> [WHAT NEEDS TO BE DONE] Print the full listing below verbatim, every line unchanged.

> [RECORDED DATA]
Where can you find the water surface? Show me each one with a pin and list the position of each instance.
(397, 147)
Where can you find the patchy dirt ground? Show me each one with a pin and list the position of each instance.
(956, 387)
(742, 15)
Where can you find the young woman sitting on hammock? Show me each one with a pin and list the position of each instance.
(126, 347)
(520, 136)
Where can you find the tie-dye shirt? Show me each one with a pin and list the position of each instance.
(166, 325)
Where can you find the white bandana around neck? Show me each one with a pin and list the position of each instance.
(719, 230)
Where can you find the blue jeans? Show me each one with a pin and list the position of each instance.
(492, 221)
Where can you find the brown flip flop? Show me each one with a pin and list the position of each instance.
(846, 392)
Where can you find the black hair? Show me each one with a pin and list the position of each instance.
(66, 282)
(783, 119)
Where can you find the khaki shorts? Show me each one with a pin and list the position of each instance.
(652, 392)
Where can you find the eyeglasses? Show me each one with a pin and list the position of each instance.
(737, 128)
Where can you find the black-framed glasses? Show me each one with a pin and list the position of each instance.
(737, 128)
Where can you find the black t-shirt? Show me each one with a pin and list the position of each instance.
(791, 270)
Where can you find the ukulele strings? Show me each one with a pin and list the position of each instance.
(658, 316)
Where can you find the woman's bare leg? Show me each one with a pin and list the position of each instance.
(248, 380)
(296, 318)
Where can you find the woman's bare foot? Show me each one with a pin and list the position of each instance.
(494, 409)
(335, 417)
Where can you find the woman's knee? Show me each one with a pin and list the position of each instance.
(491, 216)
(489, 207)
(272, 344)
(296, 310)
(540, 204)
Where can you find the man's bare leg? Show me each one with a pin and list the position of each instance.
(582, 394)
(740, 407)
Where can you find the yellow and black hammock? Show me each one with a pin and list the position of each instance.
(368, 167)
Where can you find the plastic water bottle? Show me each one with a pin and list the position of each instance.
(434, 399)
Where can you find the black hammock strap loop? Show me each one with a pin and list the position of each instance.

> [OUTPUT BELOW]
Where can you find the water surface? Show me each one with a pin and list the position of each instance.
(397, 147)
Where can you find the patchy dirt ground? Show me each one with a pin and list the position of each instance.
(956, 387)
(742, 15)
Where can you find the young woman sitting on hammock? Show me each one with a pin and list the position of each instance.
(126, 347)
(520, 136)
Where can you find the tie-dye shirt? Show me each one with a pin and list the position of each instance.
(166, 325)
Where can you find the white bandana around neck? Show me each one with a pin and list the position of each instance.
(719, 230)
Where can you find the blue jeans? Show me each one with a pin and list the position of each instance.
(492, 221)
Where can you find the brown flip flop? Show me each one with a pin and list the position of each instance.
(846, 392)
Where can you find the black hair? Show me each one with a pin and list the position of each instance.
(66, 282)
(783, 119)
Where can you find the khaki shorts? Show me each one with a pin and list the position of each instance.
(652, 392)
Where can you find the eyeglasses? Show me each one with a pin and list the position of each instance.
(737, 128)
Where can you find the black-framed glasses? Show me each one with a pin and list the position of each instance.
(737, 128)
Where can you find the black t-shirt? Show me each one with a pin and list the position of each instance.
(791, 270)
Where can you find the ukulele strings? Show me each one with a pin and list the position of each instance.
(658, 316)
Where can you find the woman's bare leg? Show me each one with a pin and list the position of each instance.
(248, 380)
(296, 318)
Where can you find the woman's bare foot? Show me each one with a pin and list the position of each instance.
(494, 409)
(335, 417)
Where can you find the woman's knee? Show me each one with a pin and list the position of each instance.
(491, 216)
(489, 207)
(272, 344)
(296, 310)
(540, 204)
Where can you find the man's bare leg? Show me each one with a pin and list the position of each instance.
(582, 394)
(740, 407)
Where can you find the yellow and black hammock? Show me each one with a pin and list the position of each instance.
(368, 167)
Where can you find the plastic water bottle? Show me each one with a pin and list the position of each instance.
(434, 399)
Where can you find the black hammock strap loop? Show me each one with a pin and list the position of each instance.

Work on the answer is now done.